Aim of the exercise: Revise the listing below by changing every occurrence of "field log" to "survey record", keeping all other text identical.

(Collection entries)
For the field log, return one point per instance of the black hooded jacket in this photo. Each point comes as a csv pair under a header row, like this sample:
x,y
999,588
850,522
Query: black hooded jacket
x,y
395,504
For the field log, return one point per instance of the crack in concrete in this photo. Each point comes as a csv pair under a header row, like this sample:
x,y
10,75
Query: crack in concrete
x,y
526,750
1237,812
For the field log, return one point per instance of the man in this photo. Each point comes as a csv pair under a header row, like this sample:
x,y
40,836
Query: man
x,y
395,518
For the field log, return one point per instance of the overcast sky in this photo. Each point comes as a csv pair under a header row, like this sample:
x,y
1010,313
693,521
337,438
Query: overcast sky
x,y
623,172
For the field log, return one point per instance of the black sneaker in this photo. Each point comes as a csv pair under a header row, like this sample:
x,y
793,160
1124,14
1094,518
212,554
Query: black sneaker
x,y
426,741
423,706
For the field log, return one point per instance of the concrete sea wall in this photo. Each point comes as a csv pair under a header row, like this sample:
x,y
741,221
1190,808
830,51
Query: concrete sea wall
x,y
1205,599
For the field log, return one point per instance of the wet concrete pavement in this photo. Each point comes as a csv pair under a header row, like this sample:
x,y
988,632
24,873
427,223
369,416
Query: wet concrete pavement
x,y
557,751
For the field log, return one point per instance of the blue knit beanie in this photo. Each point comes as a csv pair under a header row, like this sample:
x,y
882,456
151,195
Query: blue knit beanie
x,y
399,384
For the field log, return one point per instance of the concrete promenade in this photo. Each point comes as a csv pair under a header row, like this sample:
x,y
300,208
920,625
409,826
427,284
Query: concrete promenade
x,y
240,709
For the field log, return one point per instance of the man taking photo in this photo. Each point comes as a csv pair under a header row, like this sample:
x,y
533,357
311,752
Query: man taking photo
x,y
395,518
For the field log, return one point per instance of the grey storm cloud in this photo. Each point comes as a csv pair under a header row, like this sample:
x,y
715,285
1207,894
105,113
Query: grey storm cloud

Answer to the problem:
For the survey record, return one point per instance of the black hooded jacket in this photo. Each point comes as a csv pair under a header row, like this sample:
x,y
999,588
850,522
Query: black hooded jacket
x,y
395,504
For the survey record, return one point per instance of the crack in concrete in this photo. Each point comes as a csv pair under a header row, like this sample:
x,y
10,75
Query: crack in concrete
x,y
526,750
1237,812
For the survey record, return one point per instance of the man in this photo. Each point comes as a csv pair under a header row, like this sample:
x,y
40,836
Query: man
x,y
395,518
For the survey record, return one point per instance of the overcast sky in this photo. Each point comes as a csv pair under a header row, like this sample:
x,y
1010,313
693,521
337,438
Query: overcast sky
x,y
623,172
For the survey record, return one point per instance of the black sneaker in this photo. Each point comes as a csv pair under a header row, like this sample:
x,y
793,160
1124,14
1094,518
212,554
Query: black sneaker
x,y
426,741
423,706
For the survey record, return one point per instance of the concrete sea wall in this photo. Each point comes as a csv pair under a header row, like this sample:
x,y
741,221
1190,808
830,51
Query: concrete sea wall
x,y
1205,599
For the survey record, return one point per instance of the wet concrete pavement in this photo. Each point comes as a csv pair under a header row, like this sample:
x,y
988,632
24,873
427,223
369,416
Query: wet concrete pavement
x,y
557,751
For the survey record, return one point per instance of the blue knit beanie in this photo. Each point comes as a csv pair under a header row, like this sample:
x,y
882,456
151,195
Query: blue knit beanie
x,y
399,384
For the survey record, return one point per instance of the concrete promenade in this photo. Each point comes as a csv pair under a header row, like this sample:
x,y
300,208
920,625
409,826
427,284
Query: concrete promenade
x,y
240,709
For the survey record, return one point per instance of the man taking photo in this photo. Each point comes as a csv pair under a header row, like this sample:
x,y
533,357
311,752
Query: man taking photo
x,y
395,518
For the survey record, return one point per instance of the grey storm cloud in this photo. Each point comes as a csv pair under a header row, like this sample:
x,y
715,285
1207,894
105,113
Query: grey storm cloud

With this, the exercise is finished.